The output should consist solely of the line containing "positive clicks: (68, 300) (77, 300)" and all lines after it through the final line of the entries below, reproduced exactly.

--- START ---

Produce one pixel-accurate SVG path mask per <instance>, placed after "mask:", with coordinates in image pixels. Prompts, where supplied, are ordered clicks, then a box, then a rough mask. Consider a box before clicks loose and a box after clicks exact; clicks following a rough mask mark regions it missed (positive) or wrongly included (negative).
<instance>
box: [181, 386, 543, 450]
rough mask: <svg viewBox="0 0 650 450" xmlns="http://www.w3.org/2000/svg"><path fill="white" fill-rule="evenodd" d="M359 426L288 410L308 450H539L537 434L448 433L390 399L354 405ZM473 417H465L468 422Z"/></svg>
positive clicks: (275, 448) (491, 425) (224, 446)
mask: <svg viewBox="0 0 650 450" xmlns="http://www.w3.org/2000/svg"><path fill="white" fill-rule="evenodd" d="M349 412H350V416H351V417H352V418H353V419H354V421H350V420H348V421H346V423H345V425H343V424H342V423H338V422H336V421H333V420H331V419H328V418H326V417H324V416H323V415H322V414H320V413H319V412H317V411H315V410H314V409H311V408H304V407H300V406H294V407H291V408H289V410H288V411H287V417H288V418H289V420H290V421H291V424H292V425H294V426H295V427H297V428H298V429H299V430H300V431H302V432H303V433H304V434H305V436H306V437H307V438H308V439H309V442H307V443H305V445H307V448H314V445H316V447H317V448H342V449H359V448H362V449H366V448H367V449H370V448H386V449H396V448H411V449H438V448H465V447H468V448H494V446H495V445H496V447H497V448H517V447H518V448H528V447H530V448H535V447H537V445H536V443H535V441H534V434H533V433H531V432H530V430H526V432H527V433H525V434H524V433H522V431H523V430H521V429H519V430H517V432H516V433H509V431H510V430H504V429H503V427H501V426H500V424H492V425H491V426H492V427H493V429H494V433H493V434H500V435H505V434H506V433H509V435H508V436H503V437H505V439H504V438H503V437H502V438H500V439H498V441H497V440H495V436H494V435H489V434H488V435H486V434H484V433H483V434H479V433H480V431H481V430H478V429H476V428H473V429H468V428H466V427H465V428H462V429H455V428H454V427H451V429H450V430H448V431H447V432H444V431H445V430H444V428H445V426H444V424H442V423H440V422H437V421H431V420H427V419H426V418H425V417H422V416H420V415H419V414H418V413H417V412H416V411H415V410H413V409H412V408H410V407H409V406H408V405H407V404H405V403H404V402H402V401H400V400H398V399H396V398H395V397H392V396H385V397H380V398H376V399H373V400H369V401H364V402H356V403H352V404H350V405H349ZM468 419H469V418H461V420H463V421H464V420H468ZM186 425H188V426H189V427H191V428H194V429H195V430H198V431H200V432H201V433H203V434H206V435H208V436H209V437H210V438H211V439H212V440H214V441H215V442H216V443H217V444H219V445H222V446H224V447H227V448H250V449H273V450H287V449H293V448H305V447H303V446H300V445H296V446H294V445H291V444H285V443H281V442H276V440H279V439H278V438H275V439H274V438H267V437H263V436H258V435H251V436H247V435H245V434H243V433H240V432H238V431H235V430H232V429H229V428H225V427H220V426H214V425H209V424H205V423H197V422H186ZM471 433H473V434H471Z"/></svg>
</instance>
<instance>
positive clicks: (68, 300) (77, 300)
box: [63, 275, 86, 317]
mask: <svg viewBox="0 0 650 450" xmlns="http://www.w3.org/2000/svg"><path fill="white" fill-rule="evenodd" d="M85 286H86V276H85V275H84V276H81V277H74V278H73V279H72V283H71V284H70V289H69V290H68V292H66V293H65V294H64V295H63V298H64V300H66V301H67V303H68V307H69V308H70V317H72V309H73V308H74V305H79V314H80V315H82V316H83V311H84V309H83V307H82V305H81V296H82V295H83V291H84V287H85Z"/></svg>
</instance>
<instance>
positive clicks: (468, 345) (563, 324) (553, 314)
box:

--- END ---

• **Task solution**:
positive clicks: (68, 300) (77, 300)
box: [63, 275, 86, 317]
mask: <svg viewBox="0 0 650 450" xmlns="http://www.w3.org/2000/svg"><path fill="white" fill-rule="evenodd" d="M85 286H86V276H85V275H84V276H81V277H74V278H73V279H72V283H71V284H70V289H69V290H68V292H66V293H65V294H64V295H63V298H64V300H66V301H67V303H68V307H69V308H70V317H72V309H73V308H74V305H79V314H80V315H82V316H83V311H84V309H83V307H82V305H81V296H82V295H83V291H84V287H85Z"/></svg>
</instance>
<instance>
positive clicks: (468, 345) (563, 324) (553, 314)
box:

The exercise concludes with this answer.